REQUIRED WORK:
In your copy, repeat the records exactly and leave out the pictures.

-- START OF RECORDS FOR THE EXERCISE --

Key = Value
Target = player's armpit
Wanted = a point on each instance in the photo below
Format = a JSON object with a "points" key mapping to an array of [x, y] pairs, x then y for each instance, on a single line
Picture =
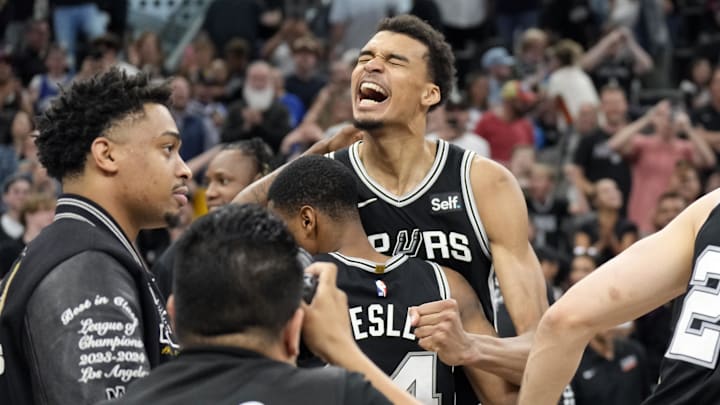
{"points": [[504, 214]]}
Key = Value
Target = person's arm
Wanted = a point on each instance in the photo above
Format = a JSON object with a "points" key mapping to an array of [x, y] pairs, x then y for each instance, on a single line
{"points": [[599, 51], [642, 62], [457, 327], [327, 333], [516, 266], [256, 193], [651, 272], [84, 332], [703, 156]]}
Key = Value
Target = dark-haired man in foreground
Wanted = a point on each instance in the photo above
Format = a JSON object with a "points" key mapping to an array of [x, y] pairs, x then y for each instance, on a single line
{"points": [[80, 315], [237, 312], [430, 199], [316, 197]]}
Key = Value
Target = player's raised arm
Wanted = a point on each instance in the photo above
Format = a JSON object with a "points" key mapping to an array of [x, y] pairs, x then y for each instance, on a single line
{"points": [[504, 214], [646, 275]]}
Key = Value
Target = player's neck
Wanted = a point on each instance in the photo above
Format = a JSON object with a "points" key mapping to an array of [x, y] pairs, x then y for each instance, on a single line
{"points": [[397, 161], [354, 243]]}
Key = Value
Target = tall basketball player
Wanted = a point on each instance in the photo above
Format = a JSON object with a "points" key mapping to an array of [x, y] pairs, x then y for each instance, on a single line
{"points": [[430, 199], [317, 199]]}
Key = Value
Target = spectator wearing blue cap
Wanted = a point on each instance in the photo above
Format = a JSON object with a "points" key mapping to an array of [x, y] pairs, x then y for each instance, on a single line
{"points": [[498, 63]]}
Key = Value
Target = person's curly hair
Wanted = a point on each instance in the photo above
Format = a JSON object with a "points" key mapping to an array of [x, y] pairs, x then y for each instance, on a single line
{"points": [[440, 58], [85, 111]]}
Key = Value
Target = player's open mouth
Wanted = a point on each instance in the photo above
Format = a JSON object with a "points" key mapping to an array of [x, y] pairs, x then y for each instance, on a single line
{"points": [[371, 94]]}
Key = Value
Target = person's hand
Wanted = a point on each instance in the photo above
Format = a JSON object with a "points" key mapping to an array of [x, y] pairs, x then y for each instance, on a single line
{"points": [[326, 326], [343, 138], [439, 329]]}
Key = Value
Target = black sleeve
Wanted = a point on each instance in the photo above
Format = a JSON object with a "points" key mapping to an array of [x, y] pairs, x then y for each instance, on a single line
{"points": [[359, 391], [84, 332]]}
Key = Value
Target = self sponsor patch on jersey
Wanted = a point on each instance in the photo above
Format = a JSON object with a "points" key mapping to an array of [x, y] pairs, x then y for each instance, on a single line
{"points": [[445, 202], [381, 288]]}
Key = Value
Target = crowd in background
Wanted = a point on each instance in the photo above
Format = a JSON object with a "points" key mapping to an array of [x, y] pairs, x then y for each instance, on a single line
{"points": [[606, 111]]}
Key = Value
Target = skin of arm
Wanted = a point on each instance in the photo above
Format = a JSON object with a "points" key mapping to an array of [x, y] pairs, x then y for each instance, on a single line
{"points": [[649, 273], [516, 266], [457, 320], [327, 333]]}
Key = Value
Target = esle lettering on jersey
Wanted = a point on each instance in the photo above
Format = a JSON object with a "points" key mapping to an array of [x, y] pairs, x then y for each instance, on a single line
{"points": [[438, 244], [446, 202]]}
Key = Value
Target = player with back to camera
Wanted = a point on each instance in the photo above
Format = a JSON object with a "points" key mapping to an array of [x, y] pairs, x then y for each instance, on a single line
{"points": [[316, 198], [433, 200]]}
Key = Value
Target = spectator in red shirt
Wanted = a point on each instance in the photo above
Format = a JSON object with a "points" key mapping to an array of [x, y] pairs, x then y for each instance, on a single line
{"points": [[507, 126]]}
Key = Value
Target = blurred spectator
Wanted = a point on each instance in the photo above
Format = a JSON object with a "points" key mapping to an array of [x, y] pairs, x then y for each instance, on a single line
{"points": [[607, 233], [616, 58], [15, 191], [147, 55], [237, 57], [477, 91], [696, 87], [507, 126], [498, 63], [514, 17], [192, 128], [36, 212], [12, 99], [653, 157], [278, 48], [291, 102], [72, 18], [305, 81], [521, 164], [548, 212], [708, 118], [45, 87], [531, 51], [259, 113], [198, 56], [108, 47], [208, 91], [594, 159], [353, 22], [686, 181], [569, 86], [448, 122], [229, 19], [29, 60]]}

-- END OF RECORDS FOR THE EXERCISE --

IN RESPONSE:
Key = Value
Target = player's armpit
Wanted = a point on each instance in the photo below
Format = a JSON object with a "points" key mapping to an array of [x, y] pairs, x then y for each instance, on a single line
Picture =
{"points": [[504, 214]]}
Key = Value
Target = person's arm
Wanted = a point on each instance in the photo above
Format = a JSON object with a "points" key mapping to an array of [x, y] pairs, x then y for each instance, on a single line
{"points": [[599, 51], [642, 62], [457, 327], [327, 333], [516, 266], [256, 193], [651, 272], [84, 332], [703, 156]]}
Key = Value
Target = dark-haired man in foreground
Wanted = a point on each instance in the photo above
Format = a JSON object with a "points" key mapping to an array of [x, y] pairs, x then y for each instance, on a single line
{"points": [[80, 315], [237, 312], [430, 199], [316, 197]]}
Key = Value
Target = player's raised arm
Wanted = a point on each instance in the photo above
Format = a JSON object with a "points" key mapping to an array of [x, y] pairs, x then y for each instance, on a single line
{"points": [[504, 214], [646, 275]]}
Key = Value
Target = player's neck
Wanted = a point on each instance in the photo above
Format = a JSON object with a "points" key mapping to an array of [x, y] pairs, x then y for each instance, on a single line
{"points": [[397, 161], [354, 243]]}
Key = Value
Target = tall basketball player
Wanted = a point on each instance in the photo above
Format = a JSON object with a "points" key mapping to an array of [x, y] pairs, x then y for each instance, on a single line
{"points": [[430, 199], [317, 199]]}
Key = Value
Target = spectator wearing blue cap
Wanted = a point on each instance in the photo above
Format = a JSON object with a "points" key mapping to an array of [x, y] pairs, x then y for each instance, on a single line
{"points": [[498, 63]]}
Key = Value
Target = person's curly hair
Wanted = a point on each instance in the photo above
Format = a JSON object with a "points" key mapping to an array of [x, y] pairs, x then y for each instance, on a single line
{"points": [[440, 58], [85, 111]]}
Key = Value
Target = player's open mouth
Wanted = a point on each instance in the photo above
Format = a JSON object with a "points" key mapping to an array of [x, y] pairs, x then y for each instance, on a single line
{"points": [[371, 94]]}
Key = Value
Target = person's hand
Wanted = a point on each instance in the photo above
Format = a JSON object with a "points" key mapping to an array of [x, y] pairs, x then y for each instance, on a single line
{"points": [[326, 326], [343, 138], [439, 329]]}
Key = Value
Target = black sleeve
Wanted = a point on each instance in the photo above
Format = a JSON object with a "points" key mapping to an array of [x, y] pairs, x then y for each instance, on a single line
{"points": [[359, 391], [84, 332]]}
Key = Value
Target = self sponsor patch on jersey
Wanted = a point on each instance in the photo above
Format = a JSON object with a "points" key mapping to an array of [x, y] pairs, x then y for each instance, on a single line
{"points": [[445, 202], [381, 288]]}
Key = Value
Target = crowd in background
Wanted = a point on each instance in the photo above
Format = a JSON object with a "points" key mapping to an array of [x, y] pairs, x then y for each instance, on a single line
{"points": [[606, 111]]}
Key = Value
Target = skin of arm
Wanted = a point on each instance in the photo above
Format = a JSON object with a "points" key mapping to an array of [x, y] pairs, x then y for each instance, on a single line
{"points": [[649, 273], [516, 266], [457, 320], [327, 333]]}
Key = Value
Target = esle lettering on jersey
Wanted = a point on each instance in the photo above
Format = a JSON object with a "points" key mapping to an array of [x, y] pairs, x then y for each instance, on a single line
{"points": [[438, 244], [446, 202]]}
Key = Value
Target = player with back to camera
Wanted = a point on each instance in the photo above
Format = a JSON object with a "points" key mapping to an array of [x, y] pairs, x then y for each instance, on a single line
{"points": [[316, 198], [433, 200]]}
Key = Value
Target = spectator in red shirt
Wanted = a point on each instance in the photo above
Format = a JSON object with a "points" key mapping to an array of [x, y] pairs, x then y for each instance, on a single line
{"points": [[507, 126]]}
Key = Value
Target = blurred spectator
Wanted = a point on each instance in the photo above
Format = a JSON object with a "points" key mapping to an array of [x, y] pairs, x then y for each instance, on a single line
{"points": [[607, 233], [616, 58], [15, 191], [147, 55], [237, 57], [477, 91], [696, 87], [507, 126], [498, 63], [514, 17], [192, 128], [36, 212], [12, 99], [653, 157], [278, 48], [291, 102], [72, 18], [305, 81], [521, 164], [548, 212], [708, 118], [45, 87], [531, 51], [259, 113], [198, 56], [108, 47], [208, 91], [594, 159], [353, 22], [686, 181], [569, 86], [448, 122], [229, 19], [29, 60]]}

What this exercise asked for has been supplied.